[BEGIN Listed entries]
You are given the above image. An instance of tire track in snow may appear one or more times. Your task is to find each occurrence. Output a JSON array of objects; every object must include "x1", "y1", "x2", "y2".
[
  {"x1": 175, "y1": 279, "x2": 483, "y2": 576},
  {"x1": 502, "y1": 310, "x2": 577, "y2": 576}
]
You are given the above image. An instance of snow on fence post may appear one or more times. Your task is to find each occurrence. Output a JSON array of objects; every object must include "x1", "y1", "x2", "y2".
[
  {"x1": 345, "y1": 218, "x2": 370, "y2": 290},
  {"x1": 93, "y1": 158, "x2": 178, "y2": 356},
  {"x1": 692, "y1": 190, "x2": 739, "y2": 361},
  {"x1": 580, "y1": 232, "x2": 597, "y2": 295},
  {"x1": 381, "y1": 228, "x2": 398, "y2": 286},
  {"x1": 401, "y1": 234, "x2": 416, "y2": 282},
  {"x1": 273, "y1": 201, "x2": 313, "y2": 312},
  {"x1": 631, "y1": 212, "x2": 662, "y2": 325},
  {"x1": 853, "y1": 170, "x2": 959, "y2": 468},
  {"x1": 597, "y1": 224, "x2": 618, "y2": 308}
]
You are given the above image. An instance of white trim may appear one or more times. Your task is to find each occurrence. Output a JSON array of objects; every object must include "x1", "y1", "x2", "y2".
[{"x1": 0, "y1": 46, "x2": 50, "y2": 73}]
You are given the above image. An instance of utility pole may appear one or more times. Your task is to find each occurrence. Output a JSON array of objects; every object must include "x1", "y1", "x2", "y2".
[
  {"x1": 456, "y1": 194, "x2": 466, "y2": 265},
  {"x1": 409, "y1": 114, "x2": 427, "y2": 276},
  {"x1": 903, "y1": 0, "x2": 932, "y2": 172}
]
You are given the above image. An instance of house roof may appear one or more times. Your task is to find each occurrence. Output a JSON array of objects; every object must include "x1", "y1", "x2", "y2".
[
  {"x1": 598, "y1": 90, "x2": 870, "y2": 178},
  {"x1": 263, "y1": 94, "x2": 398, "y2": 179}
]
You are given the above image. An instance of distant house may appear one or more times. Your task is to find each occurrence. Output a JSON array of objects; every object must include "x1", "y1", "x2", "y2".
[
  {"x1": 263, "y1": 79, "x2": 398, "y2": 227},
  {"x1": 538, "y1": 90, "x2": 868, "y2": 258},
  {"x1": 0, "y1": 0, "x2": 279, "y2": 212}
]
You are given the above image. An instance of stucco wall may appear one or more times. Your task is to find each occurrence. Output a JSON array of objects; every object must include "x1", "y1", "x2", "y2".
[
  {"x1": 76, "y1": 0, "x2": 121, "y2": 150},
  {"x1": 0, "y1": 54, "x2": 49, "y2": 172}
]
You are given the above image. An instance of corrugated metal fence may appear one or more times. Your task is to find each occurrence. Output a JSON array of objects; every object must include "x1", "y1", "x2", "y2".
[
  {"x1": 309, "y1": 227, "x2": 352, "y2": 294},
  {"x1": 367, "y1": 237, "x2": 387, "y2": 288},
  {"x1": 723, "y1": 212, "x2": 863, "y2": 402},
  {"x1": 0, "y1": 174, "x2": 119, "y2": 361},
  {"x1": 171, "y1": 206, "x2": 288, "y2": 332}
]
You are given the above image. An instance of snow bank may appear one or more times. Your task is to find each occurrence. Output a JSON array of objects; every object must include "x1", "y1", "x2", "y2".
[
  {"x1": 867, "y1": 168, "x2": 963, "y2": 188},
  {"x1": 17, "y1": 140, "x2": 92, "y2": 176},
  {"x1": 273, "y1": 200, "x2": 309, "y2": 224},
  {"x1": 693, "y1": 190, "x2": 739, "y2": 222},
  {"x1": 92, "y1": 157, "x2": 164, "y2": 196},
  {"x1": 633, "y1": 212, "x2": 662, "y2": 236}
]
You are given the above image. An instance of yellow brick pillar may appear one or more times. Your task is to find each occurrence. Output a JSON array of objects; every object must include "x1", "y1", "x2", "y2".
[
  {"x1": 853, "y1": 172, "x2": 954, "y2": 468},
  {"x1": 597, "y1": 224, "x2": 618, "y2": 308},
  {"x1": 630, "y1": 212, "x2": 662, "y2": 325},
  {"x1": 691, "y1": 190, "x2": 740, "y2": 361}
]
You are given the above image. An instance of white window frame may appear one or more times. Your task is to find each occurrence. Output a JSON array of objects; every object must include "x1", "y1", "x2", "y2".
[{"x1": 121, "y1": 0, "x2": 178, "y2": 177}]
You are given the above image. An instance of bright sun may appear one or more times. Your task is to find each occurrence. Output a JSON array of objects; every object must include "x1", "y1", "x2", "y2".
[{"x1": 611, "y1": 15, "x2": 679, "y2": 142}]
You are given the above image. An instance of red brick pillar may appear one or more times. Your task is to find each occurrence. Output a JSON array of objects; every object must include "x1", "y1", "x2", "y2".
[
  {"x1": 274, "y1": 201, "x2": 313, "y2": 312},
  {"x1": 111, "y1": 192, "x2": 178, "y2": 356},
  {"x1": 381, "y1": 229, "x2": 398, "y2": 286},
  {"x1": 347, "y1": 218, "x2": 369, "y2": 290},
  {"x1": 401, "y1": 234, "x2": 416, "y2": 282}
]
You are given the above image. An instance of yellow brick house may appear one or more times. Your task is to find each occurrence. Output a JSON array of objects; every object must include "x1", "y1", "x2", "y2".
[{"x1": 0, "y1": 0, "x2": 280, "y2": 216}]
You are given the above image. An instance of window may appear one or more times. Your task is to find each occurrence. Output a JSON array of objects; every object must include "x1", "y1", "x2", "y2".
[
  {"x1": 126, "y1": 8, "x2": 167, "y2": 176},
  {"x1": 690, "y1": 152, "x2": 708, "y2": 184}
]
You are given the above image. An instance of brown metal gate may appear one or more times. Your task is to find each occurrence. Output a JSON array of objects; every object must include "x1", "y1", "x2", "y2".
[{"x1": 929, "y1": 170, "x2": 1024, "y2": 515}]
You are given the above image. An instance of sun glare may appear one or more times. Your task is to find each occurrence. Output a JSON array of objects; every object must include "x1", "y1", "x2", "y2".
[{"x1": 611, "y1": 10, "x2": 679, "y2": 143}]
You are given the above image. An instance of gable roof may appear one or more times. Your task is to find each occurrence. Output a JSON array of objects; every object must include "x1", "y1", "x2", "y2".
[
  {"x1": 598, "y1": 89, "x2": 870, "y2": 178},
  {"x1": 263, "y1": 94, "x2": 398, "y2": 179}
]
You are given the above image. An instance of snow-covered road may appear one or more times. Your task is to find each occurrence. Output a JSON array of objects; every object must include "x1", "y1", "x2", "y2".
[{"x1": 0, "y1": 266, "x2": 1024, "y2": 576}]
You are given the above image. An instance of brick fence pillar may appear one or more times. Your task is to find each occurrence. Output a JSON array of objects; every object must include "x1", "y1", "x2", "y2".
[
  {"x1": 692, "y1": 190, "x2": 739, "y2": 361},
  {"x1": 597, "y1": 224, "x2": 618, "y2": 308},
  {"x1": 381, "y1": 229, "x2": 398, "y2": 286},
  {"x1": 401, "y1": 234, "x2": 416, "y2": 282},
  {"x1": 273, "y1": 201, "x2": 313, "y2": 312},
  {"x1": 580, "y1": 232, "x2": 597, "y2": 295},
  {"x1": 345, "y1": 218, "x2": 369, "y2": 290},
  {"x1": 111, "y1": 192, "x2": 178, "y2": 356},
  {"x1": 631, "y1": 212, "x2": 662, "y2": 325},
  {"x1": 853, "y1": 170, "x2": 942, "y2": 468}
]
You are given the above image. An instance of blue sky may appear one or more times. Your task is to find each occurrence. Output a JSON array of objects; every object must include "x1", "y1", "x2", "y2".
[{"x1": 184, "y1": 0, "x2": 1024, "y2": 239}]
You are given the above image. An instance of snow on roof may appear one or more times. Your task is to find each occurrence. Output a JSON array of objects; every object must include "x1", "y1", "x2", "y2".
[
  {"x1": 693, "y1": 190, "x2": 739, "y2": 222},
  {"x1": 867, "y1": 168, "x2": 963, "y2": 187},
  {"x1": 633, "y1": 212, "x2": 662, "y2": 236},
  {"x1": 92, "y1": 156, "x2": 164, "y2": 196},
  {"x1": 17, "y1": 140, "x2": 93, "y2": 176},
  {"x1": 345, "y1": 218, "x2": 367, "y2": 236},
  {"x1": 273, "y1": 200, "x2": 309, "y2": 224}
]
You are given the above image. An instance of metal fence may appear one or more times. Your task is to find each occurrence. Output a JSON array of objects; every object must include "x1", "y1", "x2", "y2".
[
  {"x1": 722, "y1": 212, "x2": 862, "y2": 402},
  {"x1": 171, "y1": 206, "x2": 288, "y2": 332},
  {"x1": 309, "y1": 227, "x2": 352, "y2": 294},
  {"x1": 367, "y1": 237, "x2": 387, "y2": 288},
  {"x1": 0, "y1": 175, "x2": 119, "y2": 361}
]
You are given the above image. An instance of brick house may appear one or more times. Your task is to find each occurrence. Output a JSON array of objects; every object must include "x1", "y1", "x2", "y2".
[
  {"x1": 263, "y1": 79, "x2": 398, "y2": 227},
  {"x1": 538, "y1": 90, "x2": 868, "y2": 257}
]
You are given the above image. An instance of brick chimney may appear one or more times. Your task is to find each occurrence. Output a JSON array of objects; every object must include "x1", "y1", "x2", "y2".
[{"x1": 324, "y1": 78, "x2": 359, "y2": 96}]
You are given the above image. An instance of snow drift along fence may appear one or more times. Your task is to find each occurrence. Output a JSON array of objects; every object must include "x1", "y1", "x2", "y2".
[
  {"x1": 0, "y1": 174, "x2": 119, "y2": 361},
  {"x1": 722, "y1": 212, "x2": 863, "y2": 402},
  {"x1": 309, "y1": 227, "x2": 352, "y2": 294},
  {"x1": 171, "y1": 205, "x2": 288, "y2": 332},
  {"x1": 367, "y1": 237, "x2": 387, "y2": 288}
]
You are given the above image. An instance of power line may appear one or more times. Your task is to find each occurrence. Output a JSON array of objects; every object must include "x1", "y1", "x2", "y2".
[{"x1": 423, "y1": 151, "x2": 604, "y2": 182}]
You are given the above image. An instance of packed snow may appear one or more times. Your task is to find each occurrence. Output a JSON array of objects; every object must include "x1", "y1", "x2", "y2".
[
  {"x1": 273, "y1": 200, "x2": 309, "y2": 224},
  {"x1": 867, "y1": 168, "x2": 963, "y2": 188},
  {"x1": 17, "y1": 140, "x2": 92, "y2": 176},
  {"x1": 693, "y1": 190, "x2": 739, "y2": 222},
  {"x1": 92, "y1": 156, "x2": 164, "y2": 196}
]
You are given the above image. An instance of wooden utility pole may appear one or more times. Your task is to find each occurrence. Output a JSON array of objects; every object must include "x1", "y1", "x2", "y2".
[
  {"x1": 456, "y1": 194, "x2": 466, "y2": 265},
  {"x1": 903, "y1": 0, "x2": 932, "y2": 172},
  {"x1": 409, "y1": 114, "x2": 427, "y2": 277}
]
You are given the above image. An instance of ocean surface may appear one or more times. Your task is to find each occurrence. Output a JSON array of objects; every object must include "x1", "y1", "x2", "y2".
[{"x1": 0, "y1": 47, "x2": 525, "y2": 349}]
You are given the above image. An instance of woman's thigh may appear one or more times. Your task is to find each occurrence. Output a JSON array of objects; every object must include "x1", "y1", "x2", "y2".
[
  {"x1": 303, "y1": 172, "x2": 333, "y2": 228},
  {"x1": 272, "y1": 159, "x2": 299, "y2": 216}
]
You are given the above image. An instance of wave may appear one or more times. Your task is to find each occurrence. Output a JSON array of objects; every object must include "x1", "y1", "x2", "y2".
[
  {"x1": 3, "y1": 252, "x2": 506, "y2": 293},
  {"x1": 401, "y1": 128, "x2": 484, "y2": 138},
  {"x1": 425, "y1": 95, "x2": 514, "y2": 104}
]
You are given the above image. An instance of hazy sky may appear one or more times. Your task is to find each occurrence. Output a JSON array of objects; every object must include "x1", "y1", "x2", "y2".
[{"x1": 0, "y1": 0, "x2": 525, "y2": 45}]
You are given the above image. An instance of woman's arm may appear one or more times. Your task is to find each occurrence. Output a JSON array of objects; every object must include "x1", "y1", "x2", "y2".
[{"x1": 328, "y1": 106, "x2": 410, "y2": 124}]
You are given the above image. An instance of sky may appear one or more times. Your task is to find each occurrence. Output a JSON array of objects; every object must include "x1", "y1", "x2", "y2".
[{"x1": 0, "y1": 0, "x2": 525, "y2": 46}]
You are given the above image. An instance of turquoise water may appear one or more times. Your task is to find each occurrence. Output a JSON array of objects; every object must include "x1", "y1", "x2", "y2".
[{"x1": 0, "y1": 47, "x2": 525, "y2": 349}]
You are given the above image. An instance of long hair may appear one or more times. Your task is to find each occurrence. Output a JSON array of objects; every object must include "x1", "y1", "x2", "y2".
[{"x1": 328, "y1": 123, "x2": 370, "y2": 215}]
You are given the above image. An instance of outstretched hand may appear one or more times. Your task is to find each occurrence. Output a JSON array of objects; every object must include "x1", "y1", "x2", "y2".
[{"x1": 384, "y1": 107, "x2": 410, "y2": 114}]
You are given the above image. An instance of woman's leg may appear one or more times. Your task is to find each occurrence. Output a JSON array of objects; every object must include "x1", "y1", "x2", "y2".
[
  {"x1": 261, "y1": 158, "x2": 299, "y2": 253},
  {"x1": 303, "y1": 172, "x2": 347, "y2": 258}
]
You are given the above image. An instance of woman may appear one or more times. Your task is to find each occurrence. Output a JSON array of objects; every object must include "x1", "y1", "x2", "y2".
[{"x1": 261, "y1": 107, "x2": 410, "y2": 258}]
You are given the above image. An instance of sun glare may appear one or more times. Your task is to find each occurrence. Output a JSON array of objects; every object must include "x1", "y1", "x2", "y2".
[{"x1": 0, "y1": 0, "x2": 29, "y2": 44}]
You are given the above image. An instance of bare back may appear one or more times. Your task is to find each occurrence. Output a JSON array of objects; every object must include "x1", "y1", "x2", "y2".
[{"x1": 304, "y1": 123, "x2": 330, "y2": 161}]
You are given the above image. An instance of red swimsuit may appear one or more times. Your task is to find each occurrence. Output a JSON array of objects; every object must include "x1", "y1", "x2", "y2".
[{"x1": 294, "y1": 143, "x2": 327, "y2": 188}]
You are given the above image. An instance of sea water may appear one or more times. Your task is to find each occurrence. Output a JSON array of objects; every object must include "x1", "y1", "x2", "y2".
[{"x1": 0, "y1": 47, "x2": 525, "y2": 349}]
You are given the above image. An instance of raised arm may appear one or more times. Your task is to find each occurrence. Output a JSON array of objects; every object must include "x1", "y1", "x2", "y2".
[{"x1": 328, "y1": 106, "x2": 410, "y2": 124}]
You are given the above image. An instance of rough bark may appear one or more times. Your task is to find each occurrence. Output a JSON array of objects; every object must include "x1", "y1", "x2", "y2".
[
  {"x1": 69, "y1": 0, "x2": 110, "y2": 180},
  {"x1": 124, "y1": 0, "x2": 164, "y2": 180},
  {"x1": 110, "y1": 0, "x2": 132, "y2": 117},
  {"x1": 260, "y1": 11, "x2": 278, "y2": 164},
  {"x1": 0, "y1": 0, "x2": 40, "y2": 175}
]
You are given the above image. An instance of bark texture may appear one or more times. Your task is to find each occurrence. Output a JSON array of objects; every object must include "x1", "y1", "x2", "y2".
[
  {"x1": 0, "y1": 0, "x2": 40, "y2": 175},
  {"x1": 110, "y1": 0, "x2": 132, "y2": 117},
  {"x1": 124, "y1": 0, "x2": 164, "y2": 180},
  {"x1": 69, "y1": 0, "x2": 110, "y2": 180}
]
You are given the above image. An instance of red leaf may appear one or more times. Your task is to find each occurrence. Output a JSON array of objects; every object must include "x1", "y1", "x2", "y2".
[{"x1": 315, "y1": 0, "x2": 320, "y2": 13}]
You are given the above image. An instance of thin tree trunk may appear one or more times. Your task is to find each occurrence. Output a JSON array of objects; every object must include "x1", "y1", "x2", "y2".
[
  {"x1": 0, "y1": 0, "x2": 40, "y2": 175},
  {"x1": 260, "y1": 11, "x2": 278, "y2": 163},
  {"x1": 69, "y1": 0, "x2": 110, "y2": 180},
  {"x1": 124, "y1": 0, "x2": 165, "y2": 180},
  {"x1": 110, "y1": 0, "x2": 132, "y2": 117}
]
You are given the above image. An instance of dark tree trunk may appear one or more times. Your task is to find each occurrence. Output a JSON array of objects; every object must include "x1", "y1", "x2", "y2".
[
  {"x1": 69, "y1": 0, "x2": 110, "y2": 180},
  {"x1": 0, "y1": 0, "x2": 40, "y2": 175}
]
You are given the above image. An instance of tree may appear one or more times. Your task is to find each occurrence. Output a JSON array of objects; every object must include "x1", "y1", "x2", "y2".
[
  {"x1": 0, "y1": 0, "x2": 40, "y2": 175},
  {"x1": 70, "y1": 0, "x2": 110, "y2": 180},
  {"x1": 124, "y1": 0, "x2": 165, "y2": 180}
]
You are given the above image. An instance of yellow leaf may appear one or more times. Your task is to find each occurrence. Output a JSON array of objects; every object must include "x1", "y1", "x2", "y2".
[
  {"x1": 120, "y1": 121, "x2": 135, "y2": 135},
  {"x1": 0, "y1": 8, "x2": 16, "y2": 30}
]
[END Listed entries]
Quote the lines of the listing above that run from the line with "You are given the above image. An instance of dark" through its last line, both included, and nothing else.

You are given the above image. An instance of dark tree trunk may appear one or more times. Your task is to find each occurrence. Output a JSON array of objects; every object must include "x1", "y1", "x2", "y2".
[
  {"x1": 69, "y1": 0, "x2": 110, "y2": 180},
  {"x1": 0, "y1": 0, "x2": 40, "y2": 175}
]
You are given the above image. An instance of tree may appear one or more times. Your task is to find each occurrence. Output a JSON array of objects; every object must include "x1", "y1", "x2", "y2".
[
  {"x1": 0, "y1": 0, "x2": 40, "y2": 175},
  {"x1": 70, "y1": 0, "x2": 110, "y2": 180},
  {"x1": 124, "y1": 0, "x2": 165, "y2": 180}
]
You are given the above image. An instance of yellow leaf may appear one or more times. Your task is to find each occurrence. Output a JSON array of objects; every object must include "x1", "y1", "x2", "y2".
[
  {"x1": 120, "y1": 121, "x2": 135, "y2": 135},
  {"x1": 0, "y1": 8, "x2": 16, "y2": 30}
]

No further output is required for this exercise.